Copy only what lies from the line containing "of the woman" through the line containing "Return the polygon of every instance of the **bright" in the entries below, keeping both end lines exact and dropping every picture.

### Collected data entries
╭──
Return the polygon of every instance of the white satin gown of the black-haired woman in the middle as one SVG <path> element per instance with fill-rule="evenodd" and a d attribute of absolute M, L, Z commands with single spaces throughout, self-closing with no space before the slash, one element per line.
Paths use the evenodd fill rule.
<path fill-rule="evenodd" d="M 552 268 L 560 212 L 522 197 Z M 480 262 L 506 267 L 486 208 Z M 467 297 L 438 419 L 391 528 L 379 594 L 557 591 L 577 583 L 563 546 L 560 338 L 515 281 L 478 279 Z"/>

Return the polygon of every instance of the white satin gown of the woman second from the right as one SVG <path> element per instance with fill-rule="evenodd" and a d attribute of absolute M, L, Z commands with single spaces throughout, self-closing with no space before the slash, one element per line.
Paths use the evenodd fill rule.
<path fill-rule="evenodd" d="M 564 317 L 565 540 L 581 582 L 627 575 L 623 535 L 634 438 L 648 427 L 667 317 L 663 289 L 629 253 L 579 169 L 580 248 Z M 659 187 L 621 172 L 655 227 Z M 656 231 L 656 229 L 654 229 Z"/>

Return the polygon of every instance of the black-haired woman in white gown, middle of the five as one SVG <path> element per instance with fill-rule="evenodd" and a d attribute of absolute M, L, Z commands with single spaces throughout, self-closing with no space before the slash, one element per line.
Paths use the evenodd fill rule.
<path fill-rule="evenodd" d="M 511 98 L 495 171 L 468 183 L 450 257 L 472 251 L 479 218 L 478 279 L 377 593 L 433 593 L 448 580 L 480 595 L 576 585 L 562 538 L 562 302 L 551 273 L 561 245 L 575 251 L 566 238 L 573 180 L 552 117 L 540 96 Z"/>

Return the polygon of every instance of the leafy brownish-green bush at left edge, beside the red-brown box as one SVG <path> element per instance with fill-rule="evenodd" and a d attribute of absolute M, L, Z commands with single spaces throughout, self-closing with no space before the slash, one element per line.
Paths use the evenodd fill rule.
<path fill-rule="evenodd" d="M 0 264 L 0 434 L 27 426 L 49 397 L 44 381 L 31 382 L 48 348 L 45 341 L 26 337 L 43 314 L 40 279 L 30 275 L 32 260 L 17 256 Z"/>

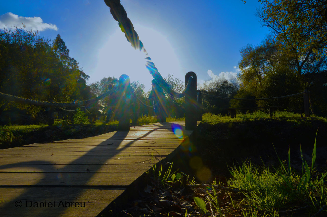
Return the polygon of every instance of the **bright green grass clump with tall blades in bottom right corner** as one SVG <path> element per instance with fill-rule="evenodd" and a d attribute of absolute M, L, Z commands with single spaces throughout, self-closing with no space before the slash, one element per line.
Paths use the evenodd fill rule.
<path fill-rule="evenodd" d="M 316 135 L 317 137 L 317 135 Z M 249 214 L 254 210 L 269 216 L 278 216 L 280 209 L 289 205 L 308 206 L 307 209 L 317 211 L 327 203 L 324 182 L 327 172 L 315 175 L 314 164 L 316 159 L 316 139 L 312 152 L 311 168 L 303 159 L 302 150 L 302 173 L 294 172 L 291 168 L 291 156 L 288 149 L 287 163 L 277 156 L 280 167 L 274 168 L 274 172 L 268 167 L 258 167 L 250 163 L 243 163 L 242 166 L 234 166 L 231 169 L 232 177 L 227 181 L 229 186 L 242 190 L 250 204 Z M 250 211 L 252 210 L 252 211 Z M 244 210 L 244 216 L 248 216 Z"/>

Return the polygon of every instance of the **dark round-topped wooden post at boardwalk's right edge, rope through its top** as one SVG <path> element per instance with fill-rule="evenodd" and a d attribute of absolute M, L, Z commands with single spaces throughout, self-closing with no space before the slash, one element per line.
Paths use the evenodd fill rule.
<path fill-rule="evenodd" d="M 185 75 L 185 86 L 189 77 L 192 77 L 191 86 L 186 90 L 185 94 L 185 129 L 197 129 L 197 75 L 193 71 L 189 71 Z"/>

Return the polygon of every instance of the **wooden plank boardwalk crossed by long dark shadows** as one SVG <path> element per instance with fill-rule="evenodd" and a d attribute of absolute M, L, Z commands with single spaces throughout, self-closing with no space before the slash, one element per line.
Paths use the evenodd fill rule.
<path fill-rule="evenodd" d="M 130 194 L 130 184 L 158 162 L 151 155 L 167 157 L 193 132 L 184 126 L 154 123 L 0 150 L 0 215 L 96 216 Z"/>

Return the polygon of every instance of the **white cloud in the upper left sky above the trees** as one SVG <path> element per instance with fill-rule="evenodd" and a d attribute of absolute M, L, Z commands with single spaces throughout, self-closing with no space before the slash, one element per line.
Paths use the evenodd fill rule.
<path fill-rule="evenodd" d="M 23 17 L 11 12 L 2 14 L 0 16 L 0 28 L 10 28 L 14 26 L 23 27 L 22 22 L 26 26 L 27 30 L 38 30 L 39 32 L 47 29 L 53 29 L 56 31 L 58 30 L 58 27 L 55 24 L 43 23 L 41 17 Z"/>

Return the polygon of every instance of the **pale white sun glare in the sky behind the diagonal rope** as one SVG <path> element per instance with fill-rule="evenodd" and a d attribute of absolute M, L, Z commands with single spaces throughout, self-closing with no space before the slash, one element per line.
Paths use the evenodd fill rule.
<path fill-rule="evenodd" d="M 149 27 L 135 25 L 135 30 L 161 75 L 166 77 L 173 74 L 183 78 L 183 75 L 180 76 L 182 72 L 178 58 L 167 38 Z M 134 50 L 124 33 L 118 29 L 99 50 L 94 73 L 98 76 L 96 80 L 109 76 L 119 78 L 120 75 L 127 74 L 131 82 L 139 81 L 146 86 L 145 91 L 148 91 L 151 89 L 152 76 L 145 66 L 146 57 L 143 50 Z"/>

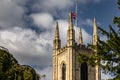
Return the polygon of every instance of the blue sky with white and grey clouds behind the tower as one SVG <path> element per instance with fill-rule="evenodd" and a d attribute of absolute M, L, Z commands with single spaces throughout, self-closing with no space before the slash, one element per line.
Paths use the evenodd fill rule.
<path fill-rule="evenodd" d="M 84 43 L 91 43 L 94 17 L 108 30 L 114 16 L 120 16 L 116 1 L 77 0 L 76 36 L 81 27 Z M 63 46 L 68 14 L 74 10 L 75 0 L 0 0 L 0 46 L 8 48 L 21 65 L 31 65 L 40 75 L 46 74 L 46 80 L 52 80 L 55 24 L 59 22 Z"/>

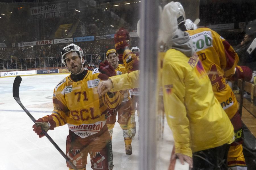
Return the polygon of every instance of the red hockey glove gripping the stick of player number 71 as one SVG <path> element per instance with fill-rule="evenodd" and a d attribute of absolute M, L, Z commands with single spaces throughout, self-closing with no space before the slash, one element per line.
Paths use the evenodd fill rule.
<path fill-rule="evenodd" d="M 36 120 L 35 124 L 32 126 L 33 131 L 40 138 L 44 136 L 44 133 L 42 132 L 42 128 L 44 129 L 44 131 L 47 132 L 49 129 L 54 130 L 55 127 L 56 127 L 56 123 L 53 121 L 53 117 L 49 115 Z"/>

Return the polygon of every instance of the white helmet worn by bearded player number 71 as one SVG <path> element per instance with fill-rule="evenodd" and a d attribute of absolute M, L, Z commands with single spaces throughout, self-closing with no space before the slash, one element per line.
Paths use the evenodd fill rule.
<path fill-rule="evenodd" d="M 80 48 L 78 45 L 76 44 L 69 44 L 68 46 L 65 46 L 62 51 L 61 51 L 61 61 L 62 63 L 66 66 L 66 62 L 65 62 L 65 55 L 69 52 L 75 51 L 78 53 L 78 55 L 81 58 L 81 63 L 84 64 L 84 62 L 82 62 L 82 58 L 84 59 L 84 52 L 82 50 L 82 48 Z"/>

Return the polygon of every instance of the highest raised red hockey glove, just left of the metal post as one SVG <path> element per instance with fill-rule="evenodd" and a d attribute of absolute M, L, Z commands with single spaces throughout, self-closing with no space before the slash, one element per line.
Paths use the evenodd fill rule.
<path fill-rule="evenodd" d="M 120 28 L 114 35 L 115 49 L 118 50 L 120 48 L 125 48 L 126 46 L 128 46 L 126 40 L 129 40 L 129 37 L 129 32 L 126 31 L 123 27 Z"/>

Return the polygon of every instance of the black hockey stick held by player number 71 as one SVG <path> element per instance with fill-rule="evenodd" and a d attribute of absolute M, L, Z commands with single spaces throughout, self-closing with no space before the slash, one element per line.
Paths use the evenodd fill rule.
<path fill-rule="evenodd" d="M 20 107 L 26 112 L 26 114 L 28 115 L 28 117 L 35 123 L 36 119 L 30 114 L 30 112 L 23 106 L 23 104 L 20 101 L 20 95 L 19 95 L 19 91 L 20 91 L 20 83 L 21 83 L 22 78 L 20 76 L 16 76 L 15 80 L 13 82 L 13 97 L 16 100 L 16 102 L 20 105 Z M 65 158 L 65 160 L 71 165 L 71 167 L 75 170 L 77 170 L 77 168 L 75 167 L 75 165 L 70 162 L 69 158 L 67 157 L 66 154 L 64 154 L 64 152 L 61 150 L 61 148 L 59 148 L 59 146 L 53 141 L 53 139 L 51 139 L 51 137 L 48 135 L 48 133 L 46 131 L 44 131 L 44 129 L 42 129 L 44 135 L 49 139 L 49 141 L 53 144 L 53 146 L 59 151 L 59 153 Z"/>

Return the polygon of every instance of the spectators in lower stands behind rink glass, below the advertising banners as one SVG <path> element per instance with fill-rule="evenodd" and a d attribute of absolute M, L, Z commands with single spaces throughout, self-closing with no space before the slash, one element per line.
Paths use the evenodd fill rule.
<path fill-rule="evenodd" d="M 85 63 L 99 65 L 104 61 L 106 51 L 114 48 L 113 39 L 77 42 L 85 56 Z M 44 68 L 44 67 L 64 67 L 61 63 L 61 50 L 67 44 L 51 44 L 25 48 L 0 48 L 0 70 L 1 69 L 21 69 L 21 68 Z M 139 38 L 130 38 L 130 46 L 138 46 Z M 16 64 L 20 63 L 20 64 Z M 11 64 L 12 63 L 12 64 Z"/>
╰──
### ANSWER AREA
Return the polygon of every instance of the white satin gown of the woman second from the right as one SVG <path> element per instance with fill-rule="evenodd" and a d attribute of absolute M, L, Z commands with single spaces throughout, self-closing with no space before the slash, one element per line.
Paths use the evenodd fill rule.
<path fill-rule="evenodd" d="M 564 317 L 565 540 L 581 582 L 627 575 L 623 535 L 634 438 L 648 427 L 667 317 L 663 289 L 629 253 L 579 169 L 580 248 Z M 659 187 L 621 172 L 655 227 Z M 656 231 L 656 229 L 654 229 Z"/>

Return the polygon of every instance of the black-haired woman in white gown, middle of the five as one SVG <path> element per instance with fill-rule="evenodd" and a d attribute of absolute M, L, Z commands with single spaces throughout, self-closing with no space before the slash, one element per line.
Paths use the evenodd fill rule.
<path fill-rule="evenodd" d="M 511 98 L 495 171 L 468 183 L 450 257 L 472 251 L 479 218 L 478 279 L 377 593 L 433 593 L 448 580 L 480 595 L 576 585 L 562 538 L 562 302 L 551 273 L 561 245 L 575 251 L 566 238 L 573 180 L 552 117 L 540 96 Z"/>

Return the polygon of every instance of the leafy brownish-green bush at left edge, beside the red-brown box as one SVG <path> element per instance with fill-rule="evenodd" and a d attribute of absolute M, L, Z commands with single spaces throughout, self-closing with no space before the slash, one element per line.
Paths use the evenodd fill rule.
<path fill-rule="evenodd" d="M 0 264 L 0 434 L 27 426 L 49 397 L 44 381 L 31 382 L 48 348 L 45 341 L 26 337 L 43 314 L 40 279 L 30 275 L 32 260 L 17 256 Z"/>

Return the polygon of every instance of the **bright green grass clump with tall blades in bottom right corner** as one SVG <path> element per instance with fill-rule="evenodd" and a d attribute of absolute M, L, Z commands with single spaces throughout, self-closing with no space before the slash, one element per line.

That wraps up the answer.